• 本文:
2014年03月02日

〔ローマの信徒への手紙講解説教〕

第 45回「ローマの信徒への手紙13章8〜14節」
(12/5/20)(その2)
(承前)

 この「品位ある」と訳されている語は、新約聖書のほかの箇所(マルコによる
福音書15:43、使徒言行録13:50、17:12)では、「地位の高い」という意味で使
われています。が、パウロがここで用いているのは、その意味ではないと思わ
れます。ただ、この語はLXXで一度だけ用いられています(箴言11:25)が、
そこでは、「内的にも、外的にも、行いが善い」と言う意味で用いられており、
パウロはこの用法に倣ったのではないか、と思われます。だとすると、パウロ
はここで、ユダヤ教におけるような「外面の行いによって」だけでなく、「内
面から新たにされて」歩むように、と勧めているのではないでしょうか。

• 演習資料:
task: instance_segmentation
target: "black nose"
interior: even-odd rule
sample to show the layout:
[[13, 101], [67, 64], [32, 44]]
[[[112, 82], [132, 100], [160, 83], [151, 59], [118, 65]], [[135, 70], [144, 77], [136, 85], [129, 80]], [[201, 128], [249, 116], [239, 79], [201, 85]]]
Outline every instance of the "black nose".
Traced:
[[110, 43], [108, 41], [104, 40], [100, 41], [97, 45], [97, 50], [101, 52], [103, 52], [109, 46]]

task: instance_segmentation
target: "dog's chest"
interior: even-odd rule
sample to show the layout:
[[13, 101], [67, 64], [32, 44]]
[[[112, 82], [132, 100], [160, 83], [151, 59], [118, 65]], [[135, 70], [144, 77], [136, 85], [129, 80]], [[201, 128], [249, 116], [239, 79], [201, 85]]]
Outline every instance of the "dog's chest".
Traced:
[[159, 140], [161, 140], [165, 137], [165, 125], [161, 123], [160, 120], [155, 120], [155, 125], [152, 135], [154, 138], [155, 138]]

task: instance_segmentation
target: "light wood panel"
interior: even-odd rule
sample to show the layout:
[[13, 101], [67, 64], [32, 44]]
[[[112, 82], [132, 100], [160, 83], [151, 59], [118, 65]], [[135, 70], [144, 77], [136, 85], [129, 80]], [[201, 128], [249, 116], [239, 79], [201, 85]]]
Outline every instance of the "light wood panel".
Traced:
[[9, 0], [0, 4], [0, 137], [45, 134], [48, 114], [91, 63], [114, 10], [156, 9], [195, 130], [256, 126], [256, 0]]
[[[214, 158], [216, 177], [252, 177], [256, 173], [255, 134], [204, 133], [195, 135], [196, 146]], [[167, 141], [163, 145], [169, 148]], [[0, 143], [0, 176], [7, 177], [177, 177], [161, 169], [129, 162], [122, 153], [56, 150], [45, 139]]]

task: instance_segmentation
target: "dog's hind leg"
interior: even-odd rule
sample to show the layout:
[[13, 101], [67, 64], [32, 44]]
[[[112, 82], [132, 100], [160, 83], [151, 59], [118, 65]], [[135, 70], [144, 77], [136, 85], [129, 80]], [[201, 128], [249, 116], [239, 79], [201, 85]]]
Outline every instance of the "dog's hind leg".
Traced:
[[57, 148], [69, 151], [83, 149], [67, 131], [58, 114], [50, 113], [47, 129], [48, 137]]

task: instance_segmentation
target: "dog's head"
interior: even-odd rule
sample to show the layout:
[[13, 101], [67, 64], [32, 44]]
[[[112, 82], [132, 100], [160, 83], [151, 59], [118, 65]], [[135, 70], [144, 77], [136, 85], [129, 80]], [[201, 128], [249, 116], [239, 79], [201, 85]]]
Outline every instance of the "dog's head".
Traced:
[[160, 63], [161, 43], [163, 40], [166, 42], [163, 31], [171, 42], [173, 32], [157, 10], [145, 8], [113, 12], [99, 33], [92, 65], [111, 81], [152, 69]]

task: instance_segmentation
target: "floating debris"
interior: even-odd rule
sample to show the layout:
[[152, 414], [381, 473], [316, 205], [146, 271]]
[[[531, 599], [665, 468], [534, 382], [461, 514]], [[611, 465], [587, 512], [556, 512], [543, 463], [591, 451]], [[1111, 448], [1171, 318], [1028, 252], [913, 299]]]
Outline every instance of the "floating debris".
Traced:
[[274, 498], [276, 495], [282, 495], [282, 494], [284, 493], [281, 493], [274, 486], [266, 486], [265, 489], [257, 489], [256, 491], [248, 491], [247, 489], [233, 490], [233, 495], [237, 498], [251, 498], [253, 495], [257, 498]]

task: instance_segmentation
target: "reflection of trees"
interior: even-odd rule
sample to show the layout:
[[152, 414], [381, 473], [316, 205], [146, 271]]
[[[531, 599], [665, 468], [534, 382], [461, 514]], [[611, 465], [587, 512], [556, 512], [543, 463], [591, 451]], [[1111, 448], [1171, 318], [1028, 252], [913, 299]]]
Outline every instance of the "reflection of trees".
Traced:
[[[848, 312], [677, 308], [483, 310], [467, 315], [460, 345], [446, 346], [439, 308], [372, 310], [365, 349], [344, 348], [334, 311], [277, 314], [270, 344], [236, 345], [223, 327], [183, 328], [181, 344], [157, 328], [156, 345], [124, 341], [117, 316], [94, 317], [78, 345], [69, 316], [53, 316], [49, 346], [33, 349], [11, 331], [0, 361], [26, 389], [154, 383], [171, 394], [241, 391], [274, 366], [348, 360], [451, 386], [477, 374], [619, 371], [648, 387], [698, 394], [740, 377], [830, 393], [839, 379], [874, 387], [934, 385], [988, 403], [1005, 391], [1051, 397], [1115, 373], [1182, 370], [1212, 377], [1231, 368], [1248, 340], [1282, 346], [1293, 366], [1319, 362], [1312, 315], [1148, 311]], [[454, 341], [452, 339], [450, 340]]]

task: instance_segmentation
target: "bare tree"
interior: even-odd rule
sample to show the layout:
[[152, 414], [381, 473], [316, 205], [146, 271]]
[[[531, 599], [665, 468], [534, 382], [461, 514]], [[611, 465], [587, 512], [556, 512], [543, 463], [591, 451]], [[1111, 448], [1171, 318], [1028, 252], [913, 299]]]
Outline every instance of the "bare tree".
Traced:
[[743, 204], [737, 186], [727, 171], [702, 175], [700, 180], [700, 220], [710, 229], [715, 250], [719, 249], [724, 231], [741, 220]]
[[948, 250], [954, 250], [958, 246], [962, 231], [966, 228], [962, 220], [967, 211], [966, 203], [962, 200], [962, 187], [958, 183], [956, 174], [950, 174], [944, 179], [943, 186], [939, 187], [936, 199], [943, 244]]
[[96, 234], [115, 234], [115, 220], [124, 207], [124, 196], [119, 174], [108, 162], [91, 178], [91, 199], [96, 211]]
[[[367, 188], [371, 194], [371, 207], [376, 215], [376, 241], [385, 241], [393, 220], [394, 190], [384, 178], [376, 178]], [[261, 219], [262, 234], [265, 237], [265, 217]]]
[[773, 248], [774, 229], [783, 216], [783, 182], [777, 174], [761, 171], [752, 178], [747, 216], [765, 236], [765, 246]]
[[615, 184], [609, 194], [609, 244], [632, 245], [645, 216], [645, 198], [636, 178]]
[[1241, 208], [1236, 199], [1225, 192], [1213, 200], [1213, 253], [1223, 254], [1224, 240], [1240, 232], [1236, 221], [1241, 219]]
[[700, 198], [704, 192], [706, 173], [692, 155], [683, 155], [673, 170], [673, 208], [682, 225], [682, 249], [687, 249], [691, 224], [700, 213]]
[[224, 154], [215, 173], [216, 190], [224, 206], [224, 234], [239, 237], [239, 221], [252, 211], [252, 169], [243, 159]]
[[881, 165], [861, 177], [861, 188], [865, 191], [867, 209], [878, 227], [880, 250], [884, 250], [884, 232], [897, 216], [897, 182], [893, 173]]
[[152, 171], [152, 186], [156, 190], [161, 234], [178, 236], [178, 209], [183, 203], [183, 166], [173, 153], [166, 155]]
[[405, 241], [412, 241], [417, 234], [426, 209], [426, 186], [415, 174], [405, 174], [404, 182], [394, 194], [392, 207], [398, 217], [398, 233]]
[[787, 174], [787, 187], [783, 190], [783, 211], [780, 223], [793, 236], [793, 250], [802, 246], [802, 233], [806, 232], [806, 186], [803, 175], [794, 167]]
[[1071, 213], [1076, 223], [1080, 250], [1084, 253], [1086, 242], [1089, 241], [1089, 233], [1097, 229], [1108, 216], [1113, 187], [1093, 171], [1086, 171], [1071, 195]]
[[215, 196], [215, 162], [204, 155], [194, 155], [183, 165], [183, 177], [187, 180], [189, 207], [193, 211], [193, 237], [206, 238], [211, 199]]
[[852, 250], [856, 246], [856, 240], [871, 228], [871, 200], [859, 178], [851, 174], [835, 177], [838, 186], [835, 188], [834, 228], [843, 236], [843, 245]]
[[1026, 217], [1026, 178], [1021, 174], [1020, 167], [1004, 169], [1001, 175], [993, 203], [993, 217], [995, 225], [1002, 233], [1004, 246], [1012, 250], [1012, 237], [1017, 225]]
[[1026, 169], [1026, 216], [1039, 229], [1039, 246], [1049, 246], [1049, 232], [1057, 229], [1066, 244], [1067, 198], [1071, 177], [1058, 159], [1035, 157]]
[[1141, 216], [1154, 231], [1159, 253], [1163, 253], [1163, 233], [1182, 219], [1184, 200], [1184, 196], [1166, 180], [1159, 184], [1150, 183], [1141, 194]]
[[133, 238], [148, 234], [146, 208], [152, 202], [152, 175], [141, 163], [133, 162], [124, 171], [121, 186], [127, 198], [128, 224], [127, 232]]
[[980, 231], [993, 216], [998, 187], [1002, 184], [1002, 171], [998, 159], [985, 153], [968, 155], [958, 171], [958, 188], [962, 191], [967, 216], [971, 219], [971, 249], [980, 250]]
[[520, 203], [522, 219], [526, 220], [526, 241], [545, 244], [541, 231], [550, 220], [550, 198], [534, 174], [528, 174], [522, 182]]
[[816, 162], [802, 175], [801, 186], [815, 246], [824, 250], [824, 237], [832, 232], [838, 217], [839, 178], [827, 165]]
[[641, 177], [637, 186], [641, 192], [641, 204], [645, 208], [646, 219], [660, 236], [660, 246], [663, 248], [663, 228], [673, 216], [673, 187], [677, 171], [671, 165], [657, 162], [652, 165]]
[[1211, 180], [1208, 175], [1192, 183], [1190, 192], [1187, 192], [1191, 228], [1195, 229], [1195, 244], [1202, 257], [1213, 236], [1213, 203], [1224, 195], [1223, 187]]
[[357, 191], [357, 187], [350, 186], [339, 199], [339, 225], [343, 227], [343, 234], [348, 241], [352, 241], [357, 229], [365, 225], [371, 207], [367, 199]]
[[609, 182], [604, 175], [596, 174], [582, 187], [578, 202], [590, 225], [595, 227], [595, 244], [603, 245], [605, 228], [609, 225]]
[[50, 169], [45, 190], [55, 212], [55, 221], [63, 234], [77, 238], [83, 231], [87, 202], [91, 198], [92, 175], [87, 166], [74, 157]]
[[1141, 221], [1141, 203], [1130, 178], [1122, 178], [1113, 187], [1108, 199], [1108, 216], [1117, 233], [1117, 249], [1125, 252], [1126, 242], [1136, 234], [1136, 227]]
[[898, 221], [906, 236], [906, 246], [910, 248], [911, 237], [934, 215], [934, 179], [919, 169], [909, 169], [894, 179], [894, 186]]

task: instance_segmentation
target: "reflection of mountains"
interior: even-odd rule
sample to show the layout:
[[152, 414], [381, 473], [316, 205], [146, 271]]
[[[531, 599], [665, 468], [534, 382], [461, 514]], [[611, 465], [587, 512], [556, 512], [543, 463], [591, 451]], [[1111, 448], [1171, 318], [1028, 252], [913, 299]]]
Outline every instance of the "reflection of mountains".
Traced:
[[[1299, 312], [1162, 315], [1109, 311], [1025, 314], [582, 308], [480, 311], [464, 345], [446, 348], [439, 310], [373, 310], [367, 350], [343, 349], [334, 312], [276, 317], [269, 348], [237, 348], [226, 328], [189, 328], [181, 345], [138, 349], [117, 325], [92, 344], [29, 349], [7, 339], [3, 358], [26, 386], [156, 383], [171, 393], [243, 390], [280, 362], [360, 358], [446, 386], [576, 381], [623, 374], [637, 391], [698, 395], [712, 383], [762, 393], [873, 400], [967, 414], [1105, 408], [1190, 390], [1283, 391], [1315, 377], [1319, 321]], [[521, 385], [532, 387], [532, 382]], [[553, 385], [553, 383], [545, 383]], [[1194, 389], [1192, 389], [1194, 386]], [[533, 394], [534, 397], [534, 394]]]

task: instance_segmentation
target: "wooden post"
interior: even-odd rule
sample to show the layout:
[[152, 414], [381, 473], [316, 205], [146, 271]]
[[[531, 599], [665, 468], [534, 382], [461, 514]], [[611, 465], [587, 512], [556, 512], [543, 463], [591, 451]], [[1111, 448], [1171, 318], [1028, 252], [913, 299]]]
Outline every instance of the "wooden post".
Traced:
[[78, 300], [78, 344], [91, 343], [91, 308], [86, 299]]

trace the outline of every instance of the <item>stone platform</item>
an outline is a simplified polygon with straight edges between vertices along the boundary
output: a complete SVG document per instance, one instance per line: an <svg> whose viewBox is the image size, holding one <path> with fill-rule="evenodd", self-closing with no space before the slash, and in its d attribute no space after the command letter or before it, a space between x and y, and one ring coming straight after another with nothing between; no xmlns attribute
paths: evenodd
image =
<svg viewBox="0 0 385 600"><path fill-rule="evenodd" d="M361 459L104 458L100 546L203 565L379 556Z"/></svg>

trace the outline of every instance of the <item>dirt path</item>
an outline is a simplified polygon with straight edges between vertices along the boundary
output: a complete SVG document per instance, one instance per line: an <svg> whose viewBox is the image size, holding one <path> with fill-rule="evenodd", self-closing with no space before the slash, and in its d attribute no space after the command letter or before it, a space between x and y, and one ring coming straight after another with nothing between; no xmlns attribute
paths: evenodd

• 記述課題:
- A) ローマの信徒への手紙の説教である本文について、丸括弧の中に示されている聖書の箇所をすべて書き出しなさい。
- B) 記録の冒頭から「52], [109, 46]]」を含む行までの部分について、「black nose」を「wet nose」に入れ替えて書き直しなさい。それ以外は一切変えないこと。
本文と記録の間には何の関連もありません。

• 解答例:
- A)
マルコによる福音書15:43
使徒言行録13:50
使徒言行録17:12
箴言11:25

- B)
task: instance_segmentation
target: "wet nose"
interior: even-odd rule
sample to show the layout:
[[13, 101], [67, 64], [32, 44]]
[[[112, 82], [132, 100], [160, 83], [151, 59], [118, 65]], [[135, 70], [144, 77], [136, 85], [129, 80]], [[201, 128], [249, 116], [239, 79], [201, 85]]]
Outline every instance of the "wet nose".
Traced:
[[110, 43], [108, 41], [104, 40], [100, 41], [97, 45], [97, 50], [101, 52], [103, 52], [109, 46]]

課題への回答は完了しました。